## Image point annotation entries
-- start --
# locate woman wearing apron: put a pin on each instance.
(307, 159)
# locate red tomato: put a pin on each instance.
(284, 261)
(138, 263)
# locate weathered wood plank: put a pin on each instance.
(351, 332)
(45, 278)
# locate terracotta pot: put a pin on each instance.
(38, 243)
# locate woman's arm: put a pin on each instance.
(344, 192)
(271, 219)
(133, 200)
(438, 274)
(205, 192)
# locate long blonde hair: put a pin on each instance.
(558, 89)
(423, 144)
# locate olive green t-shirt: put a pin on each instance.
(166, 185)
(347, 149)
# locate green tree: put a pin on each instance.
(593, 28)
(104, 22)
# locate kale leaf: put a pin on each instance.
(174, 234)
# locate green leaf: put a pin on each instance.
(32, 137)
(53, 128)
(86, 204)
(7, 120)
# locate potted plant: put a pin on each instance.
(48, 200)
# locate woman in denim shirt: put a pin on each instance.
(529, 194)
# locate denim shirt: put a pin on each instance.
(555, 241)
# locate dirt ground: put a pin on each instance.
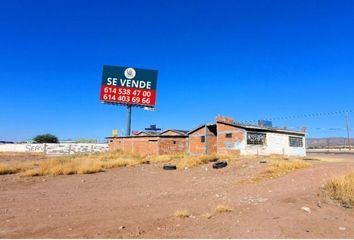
(140, 202)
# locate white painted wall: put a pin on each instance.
(55, 148)
(276, 143)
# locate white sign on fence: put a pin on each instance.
(55, 148)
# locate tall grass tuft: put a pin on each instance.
(279, 168)
(341, 188)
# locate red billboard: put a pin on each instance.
(128, 86)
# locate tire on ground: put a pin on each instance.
(169, 167)
(219, 164)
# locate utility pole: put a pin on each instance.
(129, 121)
(348, 130)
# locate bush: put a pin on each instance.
(45, 138)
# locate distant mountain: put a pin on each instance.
(328, 142)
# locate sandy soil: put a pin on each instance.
(140, 202)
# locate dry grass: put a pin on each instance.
(182, 214)
(223, 209)
(87, 164)
(9, 168)
(341, 188)
(279, 168)
(99, 162)
(207, 215)
(13, 167)
(193, 161)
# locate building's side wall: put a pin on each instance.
(138, 145)
(211, 140)
(172, 145)
(231, 144)
(170, 133)
(195, 144)
(276, 143)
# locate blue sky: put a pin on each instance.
(246, 59)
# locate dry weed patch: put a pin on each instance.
(182, 213)
(341, 188)
(99, 162)
(223, 209)
(279, 168)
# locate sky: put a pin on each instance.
(248, 60)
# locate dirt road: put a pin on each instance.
(140, 202)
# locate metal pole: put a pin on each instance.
(348, 134)
(129, 121)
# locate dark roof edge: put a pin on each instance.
(200, 126)
(262, 129)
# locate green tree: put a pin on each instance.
(45, 138)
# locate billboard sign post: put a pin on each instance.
(129, 87)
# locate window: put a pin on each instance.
(256, 138)
(295, 142)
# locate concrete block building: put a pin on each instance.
(228, 137)
(224, 136)
(167, 142)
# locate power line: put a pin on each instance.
(307, 115)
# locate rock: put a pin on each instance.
(306, 209)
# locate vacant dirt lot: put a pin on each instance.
(140, 202)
-- end --
## Short problem
Rewrite all of the material above, replacing "put a pin" with "place a marker" wherever it occurs and keeping everything else the same. Leave the pictures out of your answer.

## Response below
# locate woman wearing apron: place a marker on each instance.
(307, 159)
# locate red tomato: place a marker on each instance.
(284, 261)
(138, 263)
# locate weathered wood plank: place a marker on each instance.
(351, 332)
(45, 278)
# locate terracotta pot: place a marker on each instance.
(38, 243)
# locate woman's arm: place a marker on each instance.
(344, 192)
(271, 219)
(133, 200)
(438, 274)
(205, 192)
# locate long blonde hair: place a marker on each instance.
(558, 89)
(423, 144)
# locate olive green t-shirt: place a marker on each instance.
(166, 185)
(347, 149)
# locate green tree: place a marker on each instance.
(593, 28)
(104, 22)
# locate kale leaf: place a marker on each instance.
(174, 234)
# locate green leaf: place a marker on each instance.
(32, 137)
(53, 128)
(86, 204)
(7, 120)
# locate potted plant: place a marker on each instance.
(48, 200)
# locate woman in denim shirt: place a marker on each instance.
(529, 194)
# locate denim shirt: place a marker on each instance.
(555, 241)
# locate dirt ground: place a marker on each instance.
(140, 202)
# locate white painted wall: place a marker on each instance.
(55, 148)
(276, 143)
# locate white sign on fence: place a marker on each instance.
(55, 148)
# locate tall grass tuft: place a marker on each instance.
(279, 168)
(341, 188)
# locate red billboard: place a marker on each instance.
(128, 86)
# locate tire on ground: place a marker on each instance.
(169, 167)
(219, 164)
# locate utility pole: place a marker on each instance.
(129, 121)
(348, 130)
# locate bush: place a marker on each instance.
(45, 138)
# locate distant mountain: place a marker on each instance.
(328, 142)
# locate sandy soil: place a marker on each instance.
(140, 202)
# locate dry grass: place a marker on each instance.
(182, 214)
(223, 209)
(87, 164)
(9, 168)
(341, 188)
(279, 168)
(99, 162)
(207, 215)
(13, 167)
(193, 161)
# locate building's side wall: place a marker on each instance.
(138, 145)
(211, 140)
(172, 145)
(231, 144)
(170, 133)
(195, 144)
(276, 143)
# locate blue sky: place a marker on each instance.
(246, 59)
# locate dry weed patch: place a marker on each instance.
(182, 213)
(341, 188)
(99, 162)
(223, 209)
(279, 168)
# locate sky: place a marker on each instance.
(248, 60)
# locate dirt road: place a marker on each instance.
(140, 202)
# locate metal pole: place a marker on each instance.
(348, 134)
(129, 121)
# locate dark roof edge: place a marker on each instance.
(200, 126)
(262, 129)
# locate green tree: place a marker on each instance.
(45, 138)
# locate billboard sign post: place a marker on each instance.
(129, 87)
# locate window: place a marker on each instance.
(256, 138)
(295, 142)
# locate concrete block building: place a marker on each instance.
(228, 137)
(224, 136)
(167, 142)
# locate power line: place a marker on each instance.
(307, 115)
# locate rock: place a marker on each instance.
(306, 209)
# locate vacant dirt lot: place a marker on each instance.
(140, 202)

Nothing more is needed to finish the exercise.